Los tres años y medio que han transcurrido desde la teatral posesión de Gustavo Petro han estado marcados por un sinfín de escándalos, confrontaciones, renuncias, denuncias posteriores a renuncias, audios insólitos y una puerta rotativa de funcionarios que hacen difícil intentar volver a ver el panorama tal y como estaba a mediados de 2022. Puntualmente, me refiero a intentar ubicar posturas que el presidente hubiese podido adoptar, objetivos que hubiese podido perseguir o inclusive formas diferentes en que hubiese podido materializar ese sueño que al desnudo le confesó a Daniel Coronell, de ser inolvidable. Y es que, a ver, es absurdo pensar que la mayoría de políticos que efectivamente compiten por los escalafones más altos del poder no deseen, en cierta medida, al igual que Petro, ser “inolvidables”, partiendo de la suposición, quizás errada, de que pocos aspiran conscientemente a ser olvidables.

Ciertamente hay muchísimas formas de ser inolvidable, y quizás el error cardinal en la estrategia de Petro es querer serlo en todo, presentar una adicción a buscar el obstáculo en cada cruce para disfrazarlo de lucha. A mi juicio, el Presidente fue a buscar afuera lo que tenía aquí en casa, encontró en la lucha palestina, en la lucha contra el cambio climático y en incontables luchas milenarias más sus “caballitos de guerra”, que por la misma irrelevancia de Colombia en dichos contextos, difícilmente le iban a servir como ese puente hacia la inmortalidad, mientras que pudo ser el protagonista de una historia con un potencial poderosísimo acá, en su patio trasero.

Petro pudo haber usado su victoria en las elecciones presidenciales para contar una historia de éxito institucional, hablar de cómo su llegada al poder es un hecho que no se explica sin el marco pluralista de la Constitución del 91, que en algún momento se atribuyó en cierta medida. Hablar de un verdadero éxito de un proceso de desmovilización de un grupo guerrillero y su paulatino establecimiento dentro del sistema político, y de ahí hacer el llamado, que en algún momento hizo “inolvidables” a personajes como Mandela o Arafat, que han de ser agradables a los ojos de nuestro mandatario, a la renuncia de la lucha armada como medio legítimo de hacer política. Lógicamente, hacerle eco a ese mensaje permitiría, a su vez, despolitizar la necesidad de emplear la fuerza pública y la inversión para garantizar presencia estatal en las zonas donde hacen enclave las estructuras criminales que actualmente hostigan al país.

- [EJERCICIO PLANTEADO]:
Cita del fragmento seleccionado, sin cambiar nada, el pasaje que va de "Ciertamente hay muchísimas" a "su patio trasero.". El listado no hace falta para nada de lo que se pide sobre el fragmento seleccionado.

- [REGISTROS SIN PROCESAR]:
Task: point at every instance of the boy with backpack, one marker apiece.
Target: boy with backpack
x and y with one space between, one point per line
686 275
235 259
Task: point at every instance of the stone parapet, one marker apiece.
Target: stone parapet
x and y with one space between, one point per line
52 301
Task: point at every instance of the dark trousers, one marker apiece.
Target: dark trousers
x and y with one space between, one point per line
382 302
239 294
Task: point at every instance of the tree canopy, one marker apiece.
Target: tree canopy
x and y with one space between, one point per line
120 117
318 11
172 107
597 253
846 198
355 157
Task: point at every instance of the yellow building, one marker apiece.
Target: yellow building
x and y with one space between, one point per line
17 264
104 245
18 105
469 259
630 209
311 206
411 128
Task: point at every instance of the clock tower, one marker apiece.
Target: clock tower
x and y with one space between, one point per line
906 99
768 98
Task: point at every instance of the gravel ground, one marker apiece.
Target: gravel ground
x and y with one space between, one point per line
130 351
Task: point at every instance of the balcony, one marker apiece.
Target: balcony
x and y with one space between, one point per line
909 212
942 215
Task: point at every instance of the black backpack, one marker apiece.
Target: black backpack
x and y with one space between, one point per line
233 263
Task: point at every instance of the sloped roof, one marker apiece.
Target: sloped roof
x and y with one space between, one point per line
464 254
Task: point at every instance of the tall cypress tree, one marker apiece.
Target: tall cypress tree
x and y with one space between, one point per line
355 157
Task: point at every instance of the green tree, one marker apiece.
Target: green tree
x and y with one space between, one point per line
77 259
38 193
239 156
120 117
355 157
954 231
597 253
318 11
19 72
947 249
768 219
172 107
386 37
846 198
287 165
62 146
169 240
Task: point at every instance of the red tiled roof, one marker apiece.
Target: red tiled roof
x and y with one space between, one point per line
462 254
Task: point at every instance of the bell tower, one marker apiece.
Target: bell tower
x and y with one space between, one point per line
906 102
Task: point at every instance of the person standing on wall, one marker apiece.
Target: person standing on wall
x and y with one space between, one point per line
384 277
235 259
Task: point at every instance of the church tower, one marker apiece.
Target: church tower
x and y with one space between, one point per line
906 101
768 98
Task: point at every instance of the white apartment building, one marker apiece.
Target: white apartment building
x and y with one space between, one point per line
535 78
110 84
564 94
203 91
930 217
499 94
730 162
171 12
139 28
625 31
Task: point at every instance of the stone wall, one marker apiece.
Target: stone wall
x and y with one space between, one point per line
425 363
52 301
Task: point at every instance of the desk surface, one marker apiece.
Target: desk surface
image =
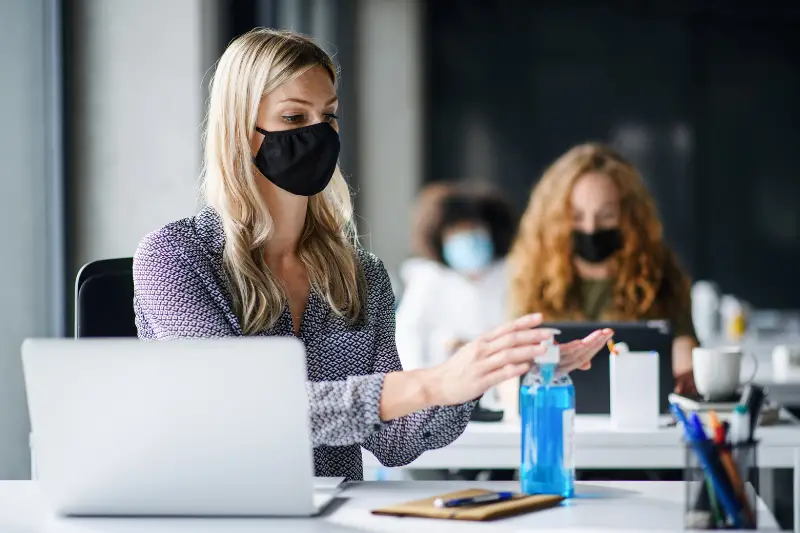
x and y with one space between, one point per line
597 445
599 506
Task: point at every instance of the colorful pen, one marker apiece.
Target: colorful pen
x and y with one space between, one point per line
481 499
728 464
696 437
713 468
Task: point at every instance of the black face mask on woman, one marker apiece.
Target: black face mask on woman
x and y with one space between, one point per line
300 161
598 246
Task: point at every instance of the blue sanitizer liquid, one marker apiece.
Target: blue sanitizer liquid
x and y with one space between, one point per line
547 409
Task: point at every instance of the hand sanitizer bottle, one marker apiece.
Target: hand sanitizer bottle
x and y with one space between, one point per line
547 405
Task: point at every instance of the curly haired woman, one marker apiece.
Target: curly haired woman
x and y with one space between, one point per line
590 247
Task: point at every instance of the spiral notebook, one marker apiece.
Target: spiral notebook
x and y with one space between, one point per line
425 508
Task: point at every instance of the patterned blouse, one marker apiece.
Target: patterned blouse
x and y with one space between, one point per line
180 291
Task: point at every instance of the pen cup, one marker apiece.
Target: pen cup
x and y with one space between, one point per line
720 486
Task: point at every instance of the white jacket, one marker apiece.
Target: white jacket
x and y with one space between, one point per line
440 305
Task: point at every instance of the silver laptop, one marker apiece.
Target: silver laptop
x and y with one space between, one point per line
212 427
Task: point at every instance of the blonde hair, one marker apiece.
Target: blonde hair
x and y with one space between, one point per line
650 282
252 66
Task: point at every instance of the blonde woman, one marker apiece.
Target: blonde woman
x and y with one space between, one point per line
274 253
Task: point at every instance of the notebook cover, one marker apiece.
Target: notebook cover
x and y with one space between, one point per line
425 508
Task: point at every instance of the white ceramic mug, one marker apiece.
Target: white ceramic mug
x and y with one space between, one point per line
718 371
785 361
==
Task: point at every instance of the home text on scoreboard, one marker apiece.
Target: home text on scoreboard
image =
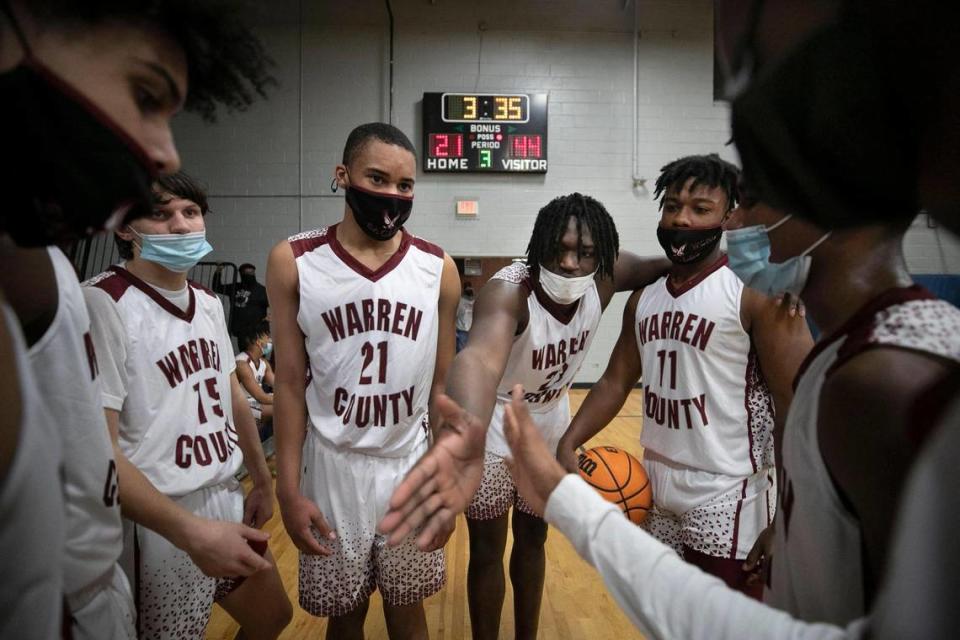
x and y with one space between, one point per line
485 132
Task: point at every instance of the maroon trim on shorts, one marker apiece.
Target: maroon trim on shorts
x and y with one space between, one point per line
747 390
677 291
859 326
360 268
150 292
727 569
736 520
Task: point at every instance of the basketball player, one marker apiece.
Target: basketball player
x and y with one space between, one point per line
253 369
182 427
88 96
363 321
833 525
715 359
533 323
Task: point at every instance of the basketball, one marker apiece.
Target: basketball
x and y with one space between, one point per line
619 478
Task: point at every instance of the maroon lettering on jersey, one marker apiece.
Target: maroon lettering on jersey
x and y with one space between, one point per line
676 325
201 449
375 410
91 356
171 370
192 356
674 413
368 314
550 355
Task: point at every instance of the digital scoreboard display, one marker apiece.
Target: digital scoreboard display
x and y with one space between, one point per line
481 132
...
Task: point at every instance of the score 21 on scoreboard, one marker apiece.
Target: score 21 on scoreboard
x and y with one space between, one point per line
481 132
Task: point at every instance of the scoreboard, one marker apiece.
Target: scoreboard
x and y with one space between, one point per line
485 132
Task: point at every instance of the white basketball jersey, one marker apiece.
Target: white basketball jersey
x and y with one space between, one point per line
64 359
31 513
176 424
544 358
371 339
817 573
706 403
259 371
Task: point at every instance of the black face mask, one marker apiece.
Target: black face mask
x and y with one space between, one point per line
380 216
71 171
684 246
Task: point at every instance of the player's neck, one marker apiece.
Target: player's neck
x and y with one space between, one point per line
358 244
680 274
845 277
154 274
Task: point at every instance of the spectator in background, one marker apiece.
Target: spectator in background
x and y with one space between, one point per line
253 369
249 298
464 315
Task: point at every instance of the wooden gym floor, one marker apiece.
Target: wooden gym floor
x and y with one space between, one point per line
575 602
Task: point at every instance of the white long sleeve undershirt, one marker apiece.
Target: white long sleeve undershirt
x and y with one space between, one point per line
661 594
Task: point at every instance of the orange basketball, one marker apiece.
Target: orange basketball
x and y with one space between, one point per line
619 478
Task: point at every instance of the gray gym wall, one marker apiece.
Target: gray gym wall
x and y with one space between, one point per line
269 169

- [LA RESPUESTA]:
Ciertamente hay muchísimas formas de ser inolvidable, y quizás el error cardinal en la estrategia de Petro es querer serlo en todo, presentar una adicción a buscar el obstáculo en cada cruce para disfrazarlo de lucha. A mi juicio, el Presidente fue a buscar afuera lo que tenía aquí en casa, encontró en la lucha palestina, en la lucha contra el cambio climático y en incontables luchas milenarias más sus “caballitos de guerra”, que por la misma irrelevancia de Colombia en dichos contextos, difícilmente le iban a servir como ese puente hacia la inmortalidad, mientras que pudo ser el protagonista de una historia con un potencial poderosísimo acá, en su patio trasero.